Data extracted from a collection:
# # # #

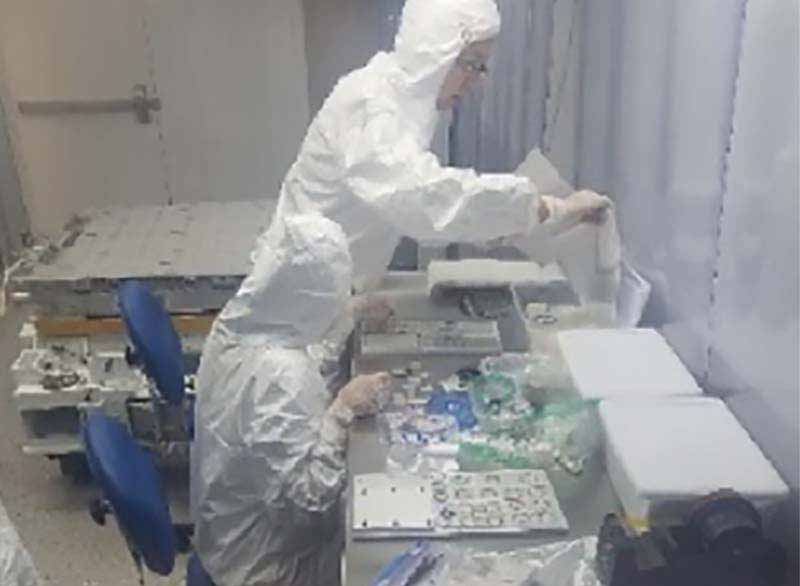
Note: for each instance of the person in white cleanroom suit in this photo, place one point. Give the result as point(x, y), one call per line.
point(366, 163)
point(268, 459)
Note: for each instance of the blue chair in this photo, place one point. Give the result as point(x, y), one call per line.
point(154, 339)
point(157, 348)
point(134, 494)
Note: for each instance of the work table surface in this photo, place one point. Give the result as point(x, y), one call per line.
point(585, 502)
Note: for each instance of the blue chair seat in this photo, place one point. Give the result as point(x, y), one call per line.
point(131, 484)
point(154, 338)
point(195, 573)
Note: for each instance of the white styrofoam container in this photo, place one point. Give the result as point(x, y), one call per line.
point(629, 363)
point(667, 453)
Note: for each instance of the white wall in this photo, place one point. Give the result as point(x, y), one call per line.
point(340, 36)
point(755, 327)
point(233, 80)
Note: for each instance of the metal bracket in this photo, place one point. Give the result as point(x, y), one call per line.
point(140, 103)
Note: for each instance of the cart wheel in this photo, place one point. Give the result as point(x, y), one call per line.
point(75, 467)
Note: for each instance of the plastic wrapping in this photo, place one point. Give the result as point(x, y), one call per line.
point(16, 565)
point(568, 563)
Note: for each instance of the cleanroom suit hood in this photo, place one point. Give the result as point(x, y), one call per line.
point(268, 460)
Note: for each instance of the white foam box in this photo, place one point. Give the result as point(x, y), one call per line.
point(662, 455)
point(624, 363)
point(483, 273)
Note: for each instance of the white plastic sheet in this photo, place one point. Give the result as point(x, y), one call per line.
point(16, 565)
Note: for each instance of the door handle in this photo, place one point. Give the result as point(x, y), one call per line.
point(140, 103)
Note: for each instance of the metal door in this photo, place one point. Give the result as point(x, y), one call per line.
point(82, 106)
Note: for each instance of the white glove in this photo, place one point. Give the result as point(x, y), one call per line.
point(363, 394)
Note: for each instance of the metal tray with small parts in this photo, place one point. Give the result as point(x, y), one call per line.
point(434, 337)
point(505, 502)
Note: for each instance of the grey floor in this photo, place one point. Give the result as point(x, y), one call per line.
point(50, 513)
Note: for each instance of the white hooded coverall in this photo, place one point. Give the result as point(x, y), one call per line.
point(268, 459)
point(365, 162)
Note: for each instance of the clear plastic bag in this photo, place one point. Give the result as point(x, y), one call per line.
point(568, 563)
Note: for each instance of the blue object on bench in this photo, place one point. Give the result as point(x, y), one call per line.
point(455, 403)
point(132, 486)
point(195, 573)
point(154, 339)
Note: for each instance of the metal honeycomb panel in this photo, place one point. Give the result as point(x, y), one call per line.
point(193, 255)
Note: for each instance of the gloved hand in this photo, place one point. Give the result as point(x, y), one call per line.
point(374, 311)
point(581, 206)
point(363, 394)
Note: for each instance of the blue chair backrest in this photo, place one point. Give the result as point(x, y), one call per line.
point(131, 484)
point(154, 339)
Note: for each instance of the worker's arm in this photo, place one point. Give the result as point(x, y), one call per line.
point(407, 187)
point(320, 475)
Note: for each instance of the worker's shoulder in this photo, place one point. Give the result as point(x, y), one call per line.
point(367, 89)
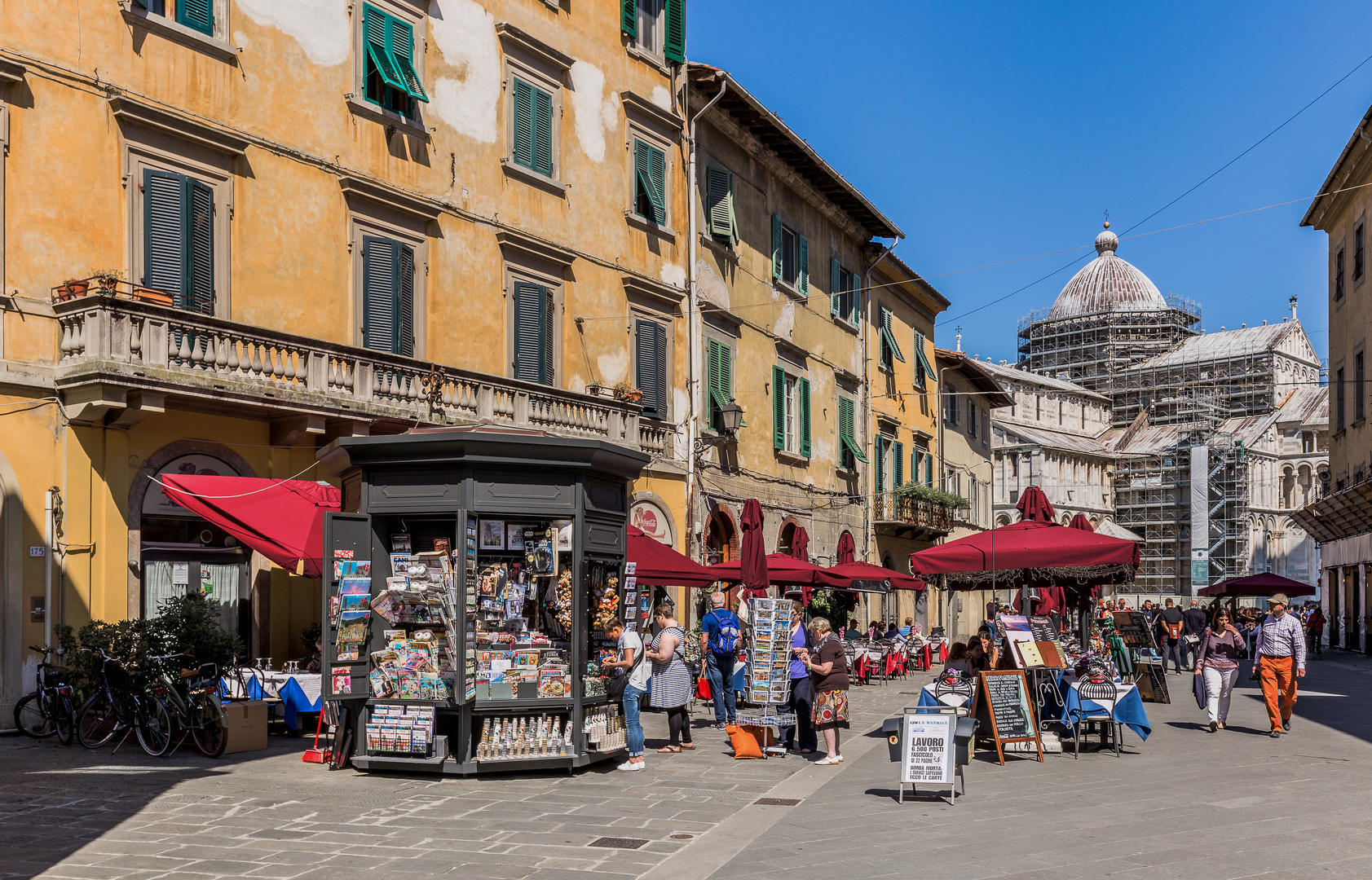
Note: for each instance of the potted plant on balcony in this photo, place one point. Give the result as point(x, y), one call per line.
point(627, 394)
point(108, 281)
point(72, 288)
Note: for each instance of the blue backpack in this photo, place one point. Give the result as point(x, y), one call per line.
point(723, 640)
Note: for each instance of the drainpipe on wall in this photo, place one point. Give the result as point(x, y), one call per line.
point(693, 321)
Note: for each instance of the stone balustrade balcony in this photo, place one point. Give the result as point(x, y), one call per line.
point(120, 358)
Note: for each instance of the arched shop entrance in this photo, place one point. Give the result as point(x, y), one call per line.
point(181, 552)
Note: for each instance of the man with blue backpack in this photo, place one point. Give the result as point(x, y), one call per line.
point(721, 636)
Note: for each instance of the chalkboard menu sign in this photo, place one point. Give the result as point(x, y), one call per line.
point(1002, 705)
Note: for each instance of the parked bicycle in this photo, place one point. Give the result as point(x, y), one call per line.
point(48, 709)
point(124, 705)
point(191, 697)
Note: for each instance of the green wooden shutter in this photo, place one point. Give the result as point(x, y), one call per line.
point(375, 26)
point(779, 409)
point(407, 301)
point(164, 233)
point(542, 132)
point(777, 237)
point(719, 203)
point(878, 450)
point(402, 56)
point(836, 281)
point(532, 343)
point(675, 44)
point(196, 15)
point(199, 249)
point(381, 283)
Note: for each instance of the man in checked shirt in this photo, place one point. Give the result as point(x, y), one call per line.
point(1281, 653)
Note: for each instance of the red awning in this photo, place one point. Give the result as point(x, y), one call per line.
point(869, 572)
point(1264, 584)
point(283, 520)
point(659, 565)
point(1048, 552)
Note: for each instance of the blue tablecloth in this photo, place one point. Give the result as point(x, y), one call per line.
point(293, 699)
point(1128, 711)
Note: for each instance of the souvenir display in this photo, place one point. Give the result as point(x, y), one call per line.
point(528, 737)
point(405, 731)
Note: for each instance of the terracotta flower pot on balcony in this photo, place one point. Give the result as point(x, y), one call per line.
point(73, 288)
point(148, 295)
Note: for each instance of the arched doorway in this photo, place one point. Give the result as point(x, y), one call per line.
point(180, 552)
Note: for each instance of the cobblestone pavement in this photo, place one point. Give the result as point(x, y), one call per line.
point(1185, 803)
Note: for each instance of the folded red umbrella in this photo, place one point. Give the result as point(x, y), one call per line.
point(283, 520)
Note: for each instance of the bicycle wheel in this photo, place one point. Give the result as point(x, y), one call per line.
point(30, 719)
point(152, 725)
point(209, 733)
point(64, 719)
point(96, 723)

# # # #

__ACTION ITEM__. Leaving the pictures out, write out every entry exactly.

__REPLY TO THE EXERCISE__.
Note: for each instance of the person in white cleanroom suit in this photo, place one point. Give the result as point(x, y), one call per line.
point(366, 163)
point(268, 459)
Note: for each instance of the blue chair in this photo, place one point. Give the result as point(x, y), one call per line.
point(154, 339)
point(157, 348)
point(134, 494)
Note: for each instance of the work table surface in this photo, place one point. Give the result as point(x, y), one call per line.
point(585, 502)
Note: for each instance of the blue chair seat in this photo, place one point. Give the result as point(x, y), one call per line.
point(131, 484)
point(154, 338)
point(195, 573)
Note: for each instance of the white styrofoam container in this photo, place one point. Give the result as point(x, y), one call per line.
point(629, 363)
point(667, 453)
Note: for each instance of the white wall in this photo, place one point. Give the result as point(x, y), one call per line.
point(340, 36)
point(755, 327)
point(233, 80)
Note: for each instance of the metal bracket in this photo, place one point. Give the result as point(x, y), one call per line.
point(140, 103)
Note: for each instance of the cart wheel in this photo, place one point. Give the result as point(x, y), one call per line.
point(75, 467)
Note: for each instance of the plastic wrapping in this photo, place one point. Give the result as point(x, y), one call per line.
point(16, 565)
point(568, 563)
Note: for each instance of the cleanroom suit hood in this photo, place one point. Give the result as point(x, y), one call per line.
point(268, 460)
Note: for each instance of the white foam box in this photo, place one point. Give the result as point(x, y), one call per line.
point(662, 455)
point(624, 363)
point(483, 273)
Note: for each instance of the white plastic sheet in this photo, place one point. Give the result as point(x, y), one call per line.
point(16, 565)
Note: for each instance of the door handle in this photo, place one point. Give the result as point(x, y), one call per line.
point(140, 103)
Note: for each instance of the metal door in this photo, place one point. Give the result as point(x, y), one call per line.
point(82, 106)
Note: for each instance of the white glove in this photo, place one point. Give the result as point(x, y), one call per line.
point(363, 394)
Note: for each instance of the metal tray with small parts in this photo, place one point. Give the result as point(x, y), one call per line.
point(434, 337)
point(505, 502)
Note: for each instance of the grey floor in this photo, place one point. Give the result as point(x, y), one call per line.
point(50, 513)
Note: for each instance of the white hooded coverall in this photo, place one point. Give the result as point(x, y), one call per line.
point(268, 459)
point(365, 162)
Note: for each instance of the clear plastic bag in this photo, place one point. Give the result as point(x, y), one call per line.
point(568, 563)
Note: for each instance of the blue object on bench in this photo, place one point. Give the result as point(x, y), one call per line.
point(455, 403)
point(132, 486)
point(195, 573)
point(154, 339)
Note: for each instance of the metal honeycomb panel in this photo, place one point. Give the result as point(x, y), one call per line.
point(193, 255)
Note: for each instance of the gloved hand in this photo, place one point. Give the result as point(x, y), one call per line.
point(374, 311)
point(581, 206)
point(363, 394)
Note: for each instance of the blue chair backrest in this photo, place one point. Give the result as point(x, y), one call per line.
point(131, 484)
point(154, 339)
Note: for each instance of the worker's arm in this photo, place one point. Give the result as point(x, y), one call per line.
point(407, 187)
point(320, 475)
Note: for each instance of the worker's shoulder in this photo, place one point. Give the result as point(x, y), one call per line.
point(367, 89)
Note: for each instance of the potted plant on balcony in this photo, place one point. Give the result as point(x, y), one call per line.
point(627, 394)
point(108, 281)
point(72, 288)
Note: for each instance of the blue backpack in this photo, place one point. Give the result as point(x, y), one call per line.
point(723, 640)
Note: for each instance of the drainpipe on wall in this photo, place one point. Give the result as point(x, y), one call per line.
point(693, 321)
Note: for each instance of the stone balustrade balcony in this photo, place one point. Give the result as point(x, y), one call per line.
point(120, 358)
Note: for each instance of the arched shop entrance in this photo, place one point. Give the result as point(x, y), one call per line.
point(181, 552)
Note: for each instance of the man with blue backpack in this photo, place one point. Give the result as point(x, y), one call per line.
point(721, 636)
Note: for each instance of the chalkboard menu sign in this photo, place one point. Give the result as point(x, y), one call per line.
point(1002, 705)
Note: for each instance of the parked bicycle in this photo, place one point. Give the result as point(x, y), one call per line.
point(48, 709)
point(124, 705)
point(191, 697)
Note: for each instance of the green wooden shutter in this photo, place one point. Give the result as point(x, y), one call per line.
point(375, 26)
point(779, 409)
point(407, 301)
point(164, 233)
point(542, 132)
point(777, 237)
point(719, 203)
point(878, 450)
point(402, 56)
point(836, 281)
point(532, 343)
point(675, 44)
point(196, 15)
point(199, 249)
point(381, 283)
Note: for each instance of the man in checked shirt in this photo, place one point. Give the result as point(x, y), one call per line.
point(1281, 653)
Note: for each instance of the red awning in this photo, place one point. Give the result as point(x, y), one call per line.
point(869, 572)
point(1264, 584)
point(283, 520)
point(659, 565)
point(1048, 552)
Note: for each instance of the blue tablecloth in this photo, place one point. Give the result as point(x, y), one call per line.
point(293, 699)
point(1128, 711)
Note: for each instance of the souvenir display in this photo, place one point. Give the result as point(x, y), one call per line.
point(528, 737)
point(405, 731)
Note: for each instance of the terracotta flower pot on balcony in this photo, place one point. Give the result as point(x, y), one call per line.
point(73, 288)
point(148, 295)
Note: for each instance of the arched doorway in this photo, place one point. Give the result as point(x, y), one call per line.
point(180, 552)
Note: for each instance of the cobblestone pavement in this photo, place one point. Give the result as point(x, y), one call per line.
point(1185, 803)
Note: for each instance of the folded red umbrella in this photo, place one point. Give the result as point(x, y), one call per line.
point(283, 520)
Note: for each instance of the bicycle wheel in this photo, place one point. Give the result as point(x, y), one call per line.
point(30, 719)
point(152, 725)
point(209, 733)
point(64, 719)
point(96, 723)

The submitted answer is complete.